■ **PROBLEM**
Return each line of the material below that contains the word "belt".

━━━ GIVEN DATA

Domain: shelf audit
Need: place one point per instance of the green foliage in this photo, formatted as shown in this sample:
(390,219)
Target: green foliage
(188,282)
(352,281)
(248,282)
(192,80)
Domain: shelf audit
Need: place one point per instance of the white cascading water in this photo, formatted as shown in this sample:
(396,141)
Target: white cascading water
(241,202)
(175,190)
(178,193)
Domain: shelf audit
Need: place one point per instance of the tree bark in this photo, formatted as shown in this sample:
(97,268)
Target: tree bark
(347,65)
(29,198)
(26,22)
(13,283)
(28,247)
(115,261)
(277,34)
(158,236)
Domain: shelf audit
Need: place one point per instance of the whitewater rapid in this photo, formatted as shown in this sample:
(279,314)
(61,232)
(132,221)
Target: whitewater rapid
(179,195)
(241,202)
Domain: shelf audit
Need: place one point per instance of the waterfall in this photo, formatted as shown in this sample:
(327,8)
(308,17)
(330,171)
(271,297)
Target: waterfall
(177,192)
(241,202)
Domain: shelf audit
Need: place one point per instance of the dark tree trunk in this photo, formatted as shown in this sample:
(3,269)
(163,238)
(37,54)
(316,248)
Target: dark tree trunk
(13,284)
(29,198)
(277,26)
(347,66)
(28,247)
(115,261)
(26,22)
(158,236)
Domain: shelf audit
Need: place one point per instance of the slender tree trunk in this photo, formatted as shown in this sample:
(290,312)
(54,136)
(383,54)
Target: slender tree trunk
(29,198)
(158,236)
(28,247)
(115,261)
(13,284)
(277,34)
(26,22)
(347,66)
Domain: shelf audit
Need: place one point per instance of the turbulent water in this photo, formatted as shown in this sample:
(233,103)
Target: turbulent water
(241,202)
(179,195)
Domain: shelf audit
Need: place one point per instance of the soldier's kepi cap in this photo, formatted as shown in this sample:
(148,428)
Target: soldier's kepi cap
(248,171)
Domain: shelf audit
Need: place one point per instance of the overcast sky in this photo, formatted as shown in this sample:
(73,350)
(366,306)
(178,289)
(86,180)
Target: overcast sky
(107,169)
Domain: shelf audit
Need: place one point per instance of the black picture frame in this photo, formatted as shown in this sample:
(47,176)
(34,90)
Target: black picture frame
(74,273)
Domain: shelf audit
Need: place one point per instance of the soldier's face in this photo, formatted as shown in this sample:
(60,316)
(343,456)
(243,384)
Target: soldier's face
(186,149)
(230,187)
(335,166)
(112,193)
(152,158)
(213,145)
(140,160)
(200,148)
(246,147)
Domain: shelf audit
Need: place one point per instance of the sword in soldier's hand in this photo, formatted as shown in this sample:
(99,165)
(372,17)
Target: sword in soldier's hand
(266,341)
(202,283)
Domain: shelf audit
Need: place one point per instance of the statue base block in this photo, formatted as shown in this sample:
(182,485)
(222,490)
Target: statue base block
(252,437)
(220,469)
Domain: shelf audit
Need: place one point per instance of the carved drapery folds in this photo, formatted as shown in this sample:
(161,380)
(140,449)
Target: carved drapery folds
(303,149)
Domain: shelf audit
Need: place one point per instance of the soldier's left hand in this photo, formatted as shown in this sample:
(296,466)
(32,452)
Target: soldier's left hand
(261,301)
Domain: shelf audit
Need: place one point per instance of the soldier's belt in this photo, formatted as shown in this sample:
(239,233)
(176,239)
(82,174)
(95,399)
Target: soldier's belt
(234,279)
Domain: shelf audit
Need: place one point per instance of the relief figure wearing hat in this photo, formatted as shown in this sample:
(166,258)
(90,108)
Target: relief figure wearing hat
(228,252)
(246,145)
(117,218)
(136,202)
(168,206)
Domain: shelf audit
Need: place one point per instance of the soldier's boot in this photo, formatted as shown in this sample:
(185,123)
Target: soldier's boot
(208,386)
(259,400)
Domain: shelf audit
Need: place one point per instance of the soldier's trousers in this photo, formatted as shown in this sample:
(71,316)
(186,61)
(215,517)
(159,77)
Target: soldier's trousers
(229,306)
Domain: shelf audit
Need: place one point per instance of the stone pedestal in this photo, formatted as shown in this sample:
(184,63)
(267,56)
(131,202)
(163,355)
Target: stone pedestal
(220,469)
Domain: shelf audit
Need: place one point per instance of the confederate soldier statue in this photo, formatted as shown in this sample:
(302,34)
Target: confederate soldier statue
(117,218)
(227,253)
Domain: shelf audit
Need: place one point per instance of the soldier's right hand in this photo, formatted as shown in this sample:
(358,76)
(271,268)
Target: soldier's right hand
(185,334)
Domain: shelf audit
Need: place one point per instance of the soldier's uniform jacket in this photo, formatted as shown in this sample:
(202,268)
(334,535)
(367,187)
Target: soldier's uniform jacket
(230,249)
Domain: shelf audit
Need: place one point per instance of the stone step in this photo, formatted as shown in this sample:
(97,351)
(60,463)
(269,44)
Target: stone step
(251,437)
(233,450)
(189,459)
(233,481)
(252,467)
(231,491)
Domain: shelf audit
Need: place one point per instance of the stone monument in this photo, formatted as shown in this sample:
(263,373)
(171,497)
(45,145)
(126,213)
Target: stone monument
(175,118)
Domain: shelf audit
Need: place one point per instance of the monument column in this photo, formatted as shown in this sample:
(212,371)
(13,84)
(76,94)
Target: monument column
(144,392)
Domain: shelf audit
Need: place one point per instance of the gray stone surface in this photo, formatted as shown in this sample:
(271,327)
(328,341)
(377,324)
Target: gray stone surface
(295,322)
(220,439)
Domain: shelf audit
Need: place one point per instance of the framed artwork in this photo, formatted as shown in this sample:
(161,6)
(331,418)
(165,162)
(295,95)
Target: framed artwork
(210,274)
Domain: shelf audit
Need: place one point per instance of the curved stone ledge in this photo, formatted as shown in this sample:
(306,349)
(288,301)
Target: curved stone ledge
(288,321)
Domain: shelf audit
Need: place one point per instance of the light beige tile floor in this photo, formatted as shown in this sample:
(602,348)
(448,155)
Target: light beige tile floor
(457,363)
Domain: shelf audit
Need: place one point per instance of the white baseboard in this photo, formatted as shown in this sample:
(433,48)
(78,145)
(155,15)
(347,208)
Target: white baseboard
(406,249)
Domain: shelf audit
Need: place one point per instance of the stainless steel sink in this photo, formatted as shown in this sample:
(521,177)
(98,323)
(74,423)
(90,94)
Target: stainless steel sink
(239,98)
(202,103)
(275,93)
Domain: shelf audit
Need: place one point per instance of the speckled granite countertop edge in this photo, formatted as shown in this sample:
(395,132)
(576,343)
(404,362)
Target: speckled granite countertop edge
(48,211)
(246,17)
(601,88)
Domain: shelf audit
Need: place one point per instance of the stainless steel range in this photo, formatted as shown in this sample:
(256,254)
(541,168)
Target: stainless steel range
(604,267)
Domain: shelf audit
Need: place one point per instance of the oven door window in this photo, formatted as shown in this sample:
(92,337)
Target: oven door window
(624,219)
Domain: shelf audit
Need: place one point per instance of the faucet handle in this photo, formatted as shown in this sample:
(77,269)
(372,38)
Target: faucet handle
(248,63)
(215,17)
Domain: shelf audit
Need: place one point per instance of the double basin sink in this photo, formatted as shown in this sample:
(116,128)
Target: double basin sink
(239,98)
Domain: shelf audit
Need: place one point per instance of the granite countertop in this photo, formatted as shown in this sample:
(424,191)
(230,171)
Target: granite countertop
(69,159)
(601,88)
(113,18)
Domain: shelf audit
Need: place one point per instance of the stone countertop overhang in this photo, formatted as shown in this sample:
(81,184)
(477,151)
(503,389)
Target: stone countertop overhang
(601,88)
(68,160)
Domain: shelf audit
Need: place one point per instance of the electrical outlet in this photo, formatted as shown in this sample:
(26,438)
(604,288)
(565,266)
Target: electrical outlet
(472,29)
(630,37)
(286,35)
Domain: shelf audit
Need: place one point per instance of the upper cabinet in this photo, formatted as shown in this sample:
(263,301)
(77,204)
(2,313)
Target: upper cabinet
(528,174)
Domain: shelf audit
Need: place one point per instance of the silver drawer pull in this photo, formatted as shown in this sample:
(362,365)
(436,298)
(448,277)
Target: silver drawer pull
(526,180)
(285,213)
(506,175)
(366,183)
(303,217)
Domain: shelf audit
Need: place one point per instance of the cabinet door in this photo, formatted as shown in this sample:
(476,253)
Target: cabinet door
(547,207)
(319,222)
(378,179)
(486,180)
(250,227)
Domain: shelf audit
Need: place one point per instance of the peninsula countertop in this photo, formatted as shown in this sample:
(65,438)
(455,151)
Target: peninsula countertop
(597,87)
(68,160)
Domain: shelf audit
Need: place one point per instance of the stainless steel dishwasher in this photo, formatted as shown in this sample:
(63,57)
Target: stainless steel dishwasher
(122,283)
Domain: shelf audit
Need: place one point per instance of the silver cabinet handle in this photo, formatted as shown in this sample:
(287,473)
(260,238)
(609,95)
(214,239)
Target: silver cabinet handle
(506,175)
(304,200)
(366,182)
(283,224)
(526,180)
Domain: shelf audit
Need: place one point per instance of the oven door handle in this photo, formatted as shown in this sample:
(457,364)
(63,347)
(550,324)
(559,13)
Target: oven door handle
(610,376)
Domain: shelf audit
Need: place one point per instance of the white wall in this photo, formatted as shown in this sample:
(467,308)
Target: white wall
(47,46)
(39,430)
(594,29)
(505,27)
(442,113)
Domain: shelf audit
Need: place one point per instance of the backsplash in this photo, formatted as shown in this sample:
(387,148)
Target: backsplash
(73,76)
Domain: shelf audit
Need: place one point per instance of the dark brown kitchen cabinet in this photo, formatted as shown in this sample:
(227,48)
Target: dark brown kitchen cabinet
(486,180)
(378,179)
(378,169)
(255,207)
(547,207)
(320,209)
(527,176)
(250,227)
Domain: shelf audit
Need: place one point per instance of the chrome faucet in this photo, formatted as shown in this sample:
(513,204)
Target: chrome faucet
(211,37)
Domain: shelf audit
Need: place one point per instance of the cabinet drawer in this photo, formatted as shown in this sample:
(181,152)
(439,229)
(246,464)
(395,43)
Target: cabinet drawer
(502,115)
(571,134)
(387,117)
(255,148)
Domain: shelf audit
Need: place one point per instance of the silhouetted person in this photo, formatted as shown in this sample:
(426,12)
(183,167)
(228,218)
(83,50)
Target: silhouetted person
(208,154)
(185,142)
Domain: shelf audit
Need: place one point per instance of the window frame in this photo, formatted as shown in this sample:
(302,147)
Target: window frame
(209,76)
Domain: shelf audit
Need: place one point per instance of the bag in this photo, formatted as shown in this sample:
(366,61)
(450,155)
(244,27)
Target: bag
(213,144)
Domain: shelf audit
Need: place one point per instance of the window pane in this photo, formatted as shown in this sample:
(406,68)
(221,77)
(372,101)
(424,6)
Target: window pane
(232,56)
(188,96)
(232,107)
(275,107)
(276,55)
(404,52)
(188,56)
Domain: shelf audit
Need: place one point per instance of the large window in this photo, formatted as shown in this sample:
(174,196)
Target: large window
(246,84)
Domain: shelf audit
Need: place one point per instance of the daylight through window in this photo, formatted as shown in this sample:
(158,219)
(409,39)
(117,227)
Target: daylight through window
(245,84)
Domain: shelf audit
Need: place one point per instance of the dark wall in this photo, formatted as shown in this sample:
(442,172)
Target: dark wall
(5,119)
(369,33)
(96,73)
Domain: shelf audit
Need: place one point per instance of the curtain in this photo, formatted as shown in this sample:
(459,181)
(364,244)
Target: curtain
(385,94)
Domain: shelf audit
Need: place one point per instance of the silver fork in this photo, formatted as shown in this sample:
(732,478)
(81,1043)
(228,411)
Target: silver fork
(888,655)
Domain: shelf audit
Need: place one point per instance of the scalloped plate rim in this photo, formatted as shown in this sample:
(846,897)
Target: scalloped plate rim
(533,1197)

━━━━━━

■ **OUTPUT**
Need: place one point per instance of the soldier's belt in this photo, formatted as shown in this sample:
Target: soldier's belt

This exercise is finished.